====== Bloc de texte
Merci Marcel Bluwal d’avoir été cette légende vivante pour toujours dans nos mémoires.
Sophie Deschamps
Hommage de Laurent Heynemann
En premier lieu il me faut parler de son œuvre d’inventeur de la télévision de service public.
Marcel Bluwal a été de ceux qui ont exposé leur pluralité de goût, leur métier de praticien de l’audiovisuel, en prêtant leur talent à toutes les formes de ce que peut être le plaisir de faire de la télévision un outil populaire et culturel.
La mission était simple, il s’agissait d’aimer et de respecter le public, de promouvoir l’invention et la créativité, d’être proche des auteurs contemporains et passeur des gloires du passé.
Marcel Bluwal a montré, fait connaître, rendu attrayants Molière et Marivaux, Beaumarchais, Dostoïevski, Victor Hugo…
Et c’était cela, après guerre, qu’être un pionnier de la télévision. Car, si l’époque a salué les maisons de la culture, le théâtre populaire, le cinéma d’auteur et les conservatoires de musique, Bluwal fut de ceux qui firent entrer l’expression culturelle dans le quotidien des français.
Ancien de l’école de la rue de Vaugirard, Marcel Bluwal a débuté, comme beaucoup de ses confrères par les émissions à destination des enfants.
Puis vint l’époque des grandes dramatiques en direct, et je me permets de citer quelques uns des auteurs qu’il a adaptés pour le petit écran : Vildrac, Beaumarchais, Georg Büchner, Feydeau, Labiche, Courteline, Goldoni , Thorton Wilder, Samuel Beckett…
Marcel Bluwal est aussi connu pour avoir filmé, en extérieur et en décor naturel l’inoubliable Michel Piccoli dans Don Juan de Molière accompagné d’un Sganarelle percutant, incarné par Claude Brasseur.
Marcel a été le pionnier du feuilleton policier télé avec son Inspecteur Leclerc et le célèbre Vidocq.
Inventeur éclectique, Bluwal avec Tchernia (autre ancien président de la SACD), Dumayet ou de Caunes (Georges), a travaillé à des émissions de variétés comme « La Boîte à sel » « L’Ecole des vedettes », « Discorama », «Tête bêche ».
Bluwal a tâté aussi du cinéma, et il serait sans doute opportun de revoir Le Monte-Charge, d’après Frédéric Dard ou Le plus beau pays du monde (scénario de Jean-Claude Grumberg).
Et c’est avec Jean-Claude Grumberg comme scénariste également qu’il a réalisé Music Hall et Thérèse Humbert et je m’arrête là, tant il a mis en scène du théâtre, de l’opéra et tant il a réalisé de fictions dans tous les genres.
Bluwal a aussi laissé un grand souvenir comme enseignant au Conservatoire National d’Art Dramatique.
============
====== Données extraites
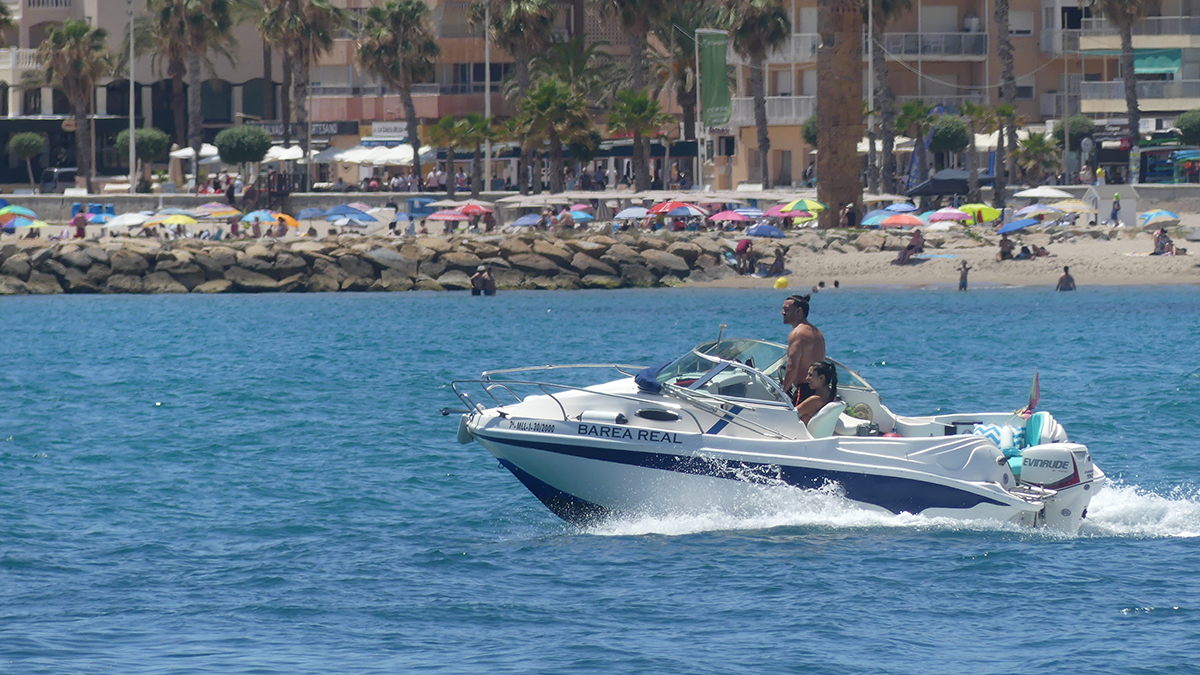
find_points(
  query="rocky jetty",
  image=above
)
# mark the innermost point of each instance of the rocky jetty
(411, 263)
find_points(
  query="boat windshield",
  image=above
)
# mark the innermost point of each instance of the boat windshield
(711, 368)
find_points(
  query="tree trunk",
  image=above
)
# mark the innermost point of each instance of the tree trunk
(286, 99)
(886, 101)
(179, 101)
(1007, 95)
(268, 83)
(83, 143)
(641, 163)
(406, 96)
(999, 183)
(196, 119)
(759, 90)
(1131, 87)
(300, 102)
(556, 165)
(972, 174)
(477, 172)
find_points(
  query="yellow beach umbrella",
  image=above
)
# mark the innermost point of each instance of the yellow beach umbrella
(982, 213)
(1074, 207)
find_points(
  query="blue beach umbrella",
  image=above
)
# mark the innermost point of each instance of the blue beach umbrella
(1017, 225)
(311, 213)
(874, 219)
(765, 230)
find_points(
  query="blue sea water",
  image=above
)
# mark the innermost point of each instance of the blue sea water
(263, 484)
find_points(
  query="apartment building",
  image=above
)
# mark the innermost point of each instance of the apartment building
(942, 52)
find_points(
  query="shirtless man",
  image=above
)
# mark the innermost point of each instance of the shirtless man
(805, 346)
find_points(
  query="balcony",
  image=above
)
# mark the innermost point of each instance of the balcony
(1059, 41)
(1152, 33)
(18, 60)
(780, 109)
(935, 46)
(1170, 95)
(799, 48)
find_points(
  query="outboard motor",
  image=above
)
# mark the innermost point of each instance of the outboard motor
(1067, 469)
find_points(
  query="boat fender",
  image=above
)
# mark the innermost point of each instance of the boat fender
(465, 435)
(604, 417)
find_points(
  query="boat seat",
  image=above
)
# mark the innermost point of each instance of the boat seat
(825, 422)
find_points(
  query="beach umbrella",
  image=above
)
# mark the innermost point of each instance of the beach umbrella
(633, 213)
(873, 219)
(688, 210)
(1074, 207)
(15, 210)
(1017, 225)
(473, 210)
(177, 219)
(1035, 210)
(448, 216)
(901, 220)
(346, 210)
(127, 220)
(810, 205)
(527, 220)
(311, 213)
(1159, 217)
(763, 230)
(724, 216)
(667, 207)
(982, 213)
(949, 214)
(1044, 192)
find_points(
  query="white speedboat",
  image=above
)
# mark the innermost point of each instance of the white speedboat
(713, 429)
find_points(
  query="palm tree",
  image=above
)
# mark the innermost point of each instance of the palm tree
(555, 112)
(73, 60)
(588, 67)
(1122, 15)
(1007, 93)
(759, 27)
(637, 113)
(1038, 156)
(207, 25)
(477, 130)
(916, 119)
(677, 31)
(304, 33)
(885, 99)
(979, 120)
(399, 47)
(637, 17)
(523, 29)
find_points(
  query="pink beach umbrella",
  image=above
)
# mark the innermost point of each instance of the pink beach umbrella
(729, 216)
(903, 220)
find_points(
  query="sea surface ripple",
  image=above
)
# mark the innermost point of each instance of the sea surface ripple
(263, 485)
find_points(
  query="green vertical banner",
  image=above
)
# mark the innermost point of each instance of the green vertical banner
(714, 82)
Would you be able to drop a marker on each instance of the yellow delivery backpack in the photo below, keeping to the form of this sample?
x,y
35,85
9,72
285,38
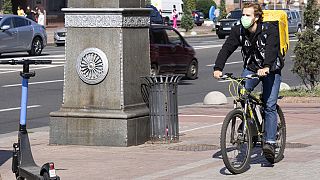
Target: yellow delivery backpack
x,y
279,18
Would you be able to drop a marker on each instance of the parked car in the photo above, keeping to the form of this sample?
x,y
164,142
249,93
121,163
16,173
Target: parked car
x,y
170,53
223,26
198,17
60,37
294,21
18,33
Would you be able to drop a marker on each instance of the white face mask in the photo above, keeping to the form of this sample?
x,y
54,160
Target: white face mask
x,y
246,22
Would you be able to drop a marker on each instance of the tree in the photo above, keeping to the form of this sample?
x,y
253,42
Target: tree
x,y
204,6
187,19
307,50
7,7
223,10
191,4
============
Travail demandé =
- 1) Dans l'hommage à Marcel Bluwal, quel acteur incarne Sganarelle dans le Don Juan de Molière filmé par Bluwal ?
- 2) Citez le passage de l'hommage à Marcel Bluwal qui s'ouvre sur les mots contenant « Marcel Bluwal a été » et se termine par « gloires du passé. ».
- 3) Prolongez l'hommage à Marcel Bluwal à partir de sa dernière phrase.
Ce matériau provient d'une source différente.

Réponses numérotées =
- 1) Claude Brasseur.

- 2)
Marcel Bluwal a été de ceux qui ont exposé leur pluralité de goût, leur métier de praticien de l’audiovisuel, en prêtant leur talent à toutes les formes de ce que peut être le plaisir de faire de la télévision un outil populaire et culturel.
La mission était simple, il s’agissait d’aimer et de respecter le public, de promouvoir l’invention et la créativité, d’être proche des auteurs contemporains et passeur des gloires du passé.

- 3)
Si j’ai commencé cet hommage par un rappel de la diversité de son œuvre, c’est parce que cette exposition reflète aussi l’extraordinaire multiplicité de ses compétences et de ses préoccupations dans le domaine militant.
Comme président de la SACD, Marcel Bluwal a été l’homme de cette diversité et de cet éclectisme.
J’ai été membre du conseil d’administration de la SACD dont il était le président pendant plusieurs années et je peux témoigner avec beaucoup d’émotion que sa fougue et sa combativité étaient nourries par le fait qu’il connaissait intimement, personnellement, concrètement le théâtre privé, ses auteurs et ses propriétaires de salles. Il avait pratiqué le théâtre public et ses directeurs, et comme metteur en scène il fréquentait les maisons d’opéra et leurs responsables.
Il comprenait les arcanes de la télévision parce qu’il avait saisi et accompagné les mutations qui s’opéraient dans notre secteur, et qu’il avait réussi à s’adapter à la télévision privée et surtout aux producteurs privés de télévision.
Il gardait une haute idée du service public de télévision pour en défendre l’ambition.
Il était pour tout nos partenaires un interlocuteur crédible.
Marcel Bluwal était un Président autoritaire mais respectueux. C’était un garçon au verbe violent. Il savait se fâcher, mais en même temps il était d’une humanité et d’une bienveillance très touchantes.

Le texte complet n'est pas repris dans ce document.